Exercice 1 ::
D'après la critique, quel objectif visent les nouvelles règles de l'ordre mondial édictées par les faucons de Washington ? Quel moyen d'imposer leurs diktats la critique cite-t-elle en premier lieu ?
Exercice 2 ::
Renvoyez à l'identique les lignes placées ci-dessous après la critique, depuis la toute première de ces lignes jusqu'à celle qui contient « pixel 183 172 », cette dernière comprise.

Texte étudié ::
+-------+

Dominer le monde ou sauver la planète ? : L'Amérique en quête d'hégémonie mondiale
de Noam Chomsky

critiqué par Heyrike, le 28 mars 2011
(Eure - 57 ans)


La note:  étoiles
La démocratie au service du féodalisme
Dans cet essai écrit durant la période du règne de George W. Bush, Noam Chomsky décrypte la politique hégémonique des Etats-Unis. Affichant ouvertement leur intention de prendre le contrôle de la planète, les faucons de Washington ont édicté les nouvelles règles de l'ordre mondial visant à servir exclusivement les intérêts supranationaux. En premier lieu, imposer leurs diktats par l'utilisation de la guerre préventive contre toute nation susceptible de représenter un danger potentiel ou imaginaire. La charte des Nations Unies prévoit la possibilité d'engager une première frappe dans le cadre d'une menace clairement identifiée, mais en aucun cas il n'est fait mention de guerre préventive. Qu'à cela ne tienne, les Etats-Unis ont parfaitement redéfini le rôle des Nations Unis, soit-elles obtempèrent et sont récompensées pour leurs loyautés soit-elles s'y opposent et dans ce cas elles sont suspectées de vouloir nuirent à la démocratie Américaine.

+-------+

Les lignes ::
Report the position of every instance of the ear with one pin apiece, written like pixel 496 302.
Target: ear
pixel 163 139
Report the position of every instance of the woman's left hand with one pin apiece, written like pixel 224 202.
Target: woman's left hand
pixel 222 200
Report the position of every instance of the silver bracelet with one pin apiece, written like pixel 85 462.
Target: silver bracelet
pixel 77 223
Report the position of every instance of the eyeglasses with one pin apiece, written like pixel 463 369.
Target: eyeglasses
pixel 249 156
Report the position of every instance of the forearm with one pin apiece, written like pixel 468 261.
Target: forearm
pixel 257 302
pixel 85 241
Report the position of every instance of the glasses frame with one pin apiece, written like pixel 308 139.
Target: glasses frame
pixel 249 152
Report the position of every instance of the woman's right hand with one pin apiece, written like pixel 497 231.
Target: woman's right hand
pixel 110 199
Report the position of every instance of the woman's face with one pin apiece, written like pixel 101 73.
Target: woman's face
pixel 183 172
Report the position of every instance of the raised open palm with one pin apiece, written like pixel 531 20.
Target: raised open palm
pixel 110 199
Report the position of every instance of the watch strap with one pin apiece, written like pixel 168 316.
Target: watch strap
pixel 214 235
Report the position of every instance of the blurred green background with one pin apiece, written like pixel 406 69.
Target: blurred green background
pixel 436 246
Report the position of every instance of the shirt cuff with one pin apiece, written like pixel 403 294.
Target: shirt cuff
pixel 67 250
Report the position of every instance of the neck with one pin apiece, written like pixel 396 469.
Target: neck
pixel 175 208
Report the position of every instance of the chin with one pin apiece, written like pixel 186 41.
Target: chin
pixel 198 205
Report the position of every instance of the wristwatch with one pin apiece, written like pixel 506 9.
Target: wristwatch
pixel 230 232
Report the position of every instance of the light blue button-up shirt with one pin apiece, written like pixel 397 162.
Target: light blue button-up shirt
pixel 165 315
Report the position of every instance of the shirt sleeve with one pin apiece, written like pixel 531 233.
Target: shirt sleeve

+-------+

Réponse complète 1 ::
Ces règles visent à servir exclusivement les intérêts supranationaux. En premier lieu, les faucons de Washington imposent leurs diktats par la guerre préventive, menée contre toute nation susceptible de représenter un danger potentiel ou imaginaire.

Réponse complète 2 ::
Report the position of every instance of the ear with one pin apiece, written like pixel 496 302.
Target: ear
pixel 163 139
Report the position of every instance of the woman's left hand with one pin apiece, written like pixel 224 202.
Target: woman's left hand
pixel 222 200
Report the position of every instance of the silver bracelet with one pin apiece, written like pixel 85 462.
Target: silver bracelet
pixel 77 223
Report the position of every instance of the eyeglasses with one pin apiece, written like pixel 463 369.
Target: eyeglasses
pixel 249 156
Report the position of every instance of the forearm with one pin apiece, written like pixel 468 261.
Target: forearm
pixel 257 302
pixel 85 241
Report the position of every instance of the glasses frame with one pin apiece, written like pixel 308 139.
Target: glasses frame
pixel 249 152
Report the position of every instance of the woman's right hand with one pin apiece, written like pixel 497 231.
Target: woman's right hand
pixel 110 199
Report the position of every instance of the woman's face with one pin apiece, written like pixel 101 73.
Target: woman's face
pixel 183 172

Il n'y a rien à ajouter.